╭─ TEXT BLOCK
Taylor marches on and deserves credit for taking care of business so clinically. In the end he didn’t quite make last orders for a deserved pint, but one hopes this is the last order he has to take from sanctioning bodies before he gets the fight his talents merit. Jose Ramirez, the WBO and WBC champion, is apparently ready and waiting.
Epsom’s Charlie Edwards returned to the ring for the first time in 13 months and was made to work hard for points win by Wolverhampton’s Kyle Williams. The Midlander tried and tried to put a dent in the former WBC flyweight boss but in the end was the clear loser – 99-91 on referee Bob Williams’ card – after 10 rounds.
Up on the balcony directly above the ring, Edwards’ brother Sunny made himself heard. Making the most of the lack of crowds, he shouted advice to Charlie throughout and even found time to share a joke or two with Williams and his corner. At the final bell, Kyle looked straight up to Sunny and pointed at him through his left glove and offered a wry smile.
Williams – who took Sunny’s mischief in good humour – had his moments. In the fifth he briefly rocked Edwards with a right to the head and had greater success in the eighth, the best round of the fight, when he pinned his opponent on the ropes with a sustained assault on the body. Yet the classier work, orchestrated by quick and intelligent feet, always came from Edwards.
As early as the first round Williams was shaking his head upon being caught. Edwards’ jab was impressive throughout; in a tidy move in the sixth he doubled it, span away from the counter and hurled a right over the top.
A worthwhile outing for Edwards as he maps out a future down at super-flyweight, a division he’s likely better suited to than the bantamweight class this was fought at.
Spain-based Romanian Ionut Baluta may not be the underdog again for a while. For the third consecutive time he upset the odds, this time with a bruising and emphatic third round stoppage of Ireland’s fancied David Oliver Joyce. The victory follows wins over Kyle Williams and TJ Doheny.
Baluta controlled the opening round before attacking like his life depended on it in the second. The former amateur star – who lost to Vasyl Lomachenko as long ago as 2008 – was in trouble but fired back as the pair exchanged meaty shots in Baluta’s corner.
Baluta stepped up another gear in the third. This time, 33-year-old Joyce could not go with him and his head was a stationary target. A searing left hook crashed off Joyce, by now in dire straits, and he toppled in slow motion onto his back. He regained his footing but little else and referee Steve Gray called off the hammering at 1-49.
Oxford’s Jordan Flynn opened the evening with a 60-54 whitewash of Stockport’s Jamie Quinn. Flynn was flashy and eager throughout, scoring to Quinn’s body with looping blows but he struggled to penetrate his much-travelled opponent’s high guard with most of his rat-a-tat attacks upstairs. In the thick of lockdown, Quinn told Boxing News he feared he may not fight again because the demand for journeymen would cease, but this latest outing was his third in four weeks.
The inspirational comeback of 38-year-old “Jazzy” Jeff Thomas, from Lytham St Annes, could be over after he was soundly beaten over four rounds by George Davey. Trained by popular former super-middleweight contender, Henry Wharton, the York prospect’s lead left hand, generally thrown as a jab but occasionally as a hook, was on point throughout. Thomas did score with a big left hook himself in the dying moments but was too frequently beaten to the punch. Mr Williams scored it 40-36 in the 22-year-old’s favour.
Gateshead’s Karl Pilkington dutifully chased Northampton’s Eithan James for the entirety of their four-rounder, picked up a swelling beneath his left eye but left a 40-36 loser on the card of referee Williams. James, only 20, was made to work hard for the victory in every round in a solid workout.
╰─
# [QUESTIONS TO ANSWER]
a) In the boxing report, what score did referee Bob Williams give for Charlie Edwards' win over Kyle Williams?
b) According to the boxing report, why did Jamie Quinn fear during lockdown that he might not fight again?
c) Copy the passage of the boxing report starting with "As early as" and going on through "and TJ Doheny.".
The data that follows comes from a separate source unrelated to the boxing report.
╭─ SUPPLIED MATERIAL
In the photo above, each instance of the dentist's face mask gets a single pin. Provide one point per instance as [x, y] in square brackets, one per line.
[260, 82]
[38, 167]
╰─
# [RESPONSES PER TASK]
a) 99-91.

b) He feared the demand for journeymen would cease.

c)
As early as the first round Williams was shaking his head upon being caught. Edwards’ jab was impressive throughout; in a tidy move in the sixth he doubled it, span away from the counter and hurled a right over the top.
A worthwhile outing for Edwards as he maps out a future down at super-flyweight, a division he’s likely better suited to than the bantamweight class this was fought at.
Spain-based Romanian Ionut Baluta may not be the underdog again for a while. For the third consecutive time he upset the odds, this time with a bruising and emphatic third round stoppage of Ireland’s fancied David Oliver Joyce. The victory follows wins over Kyle Williams and TJ Doheny.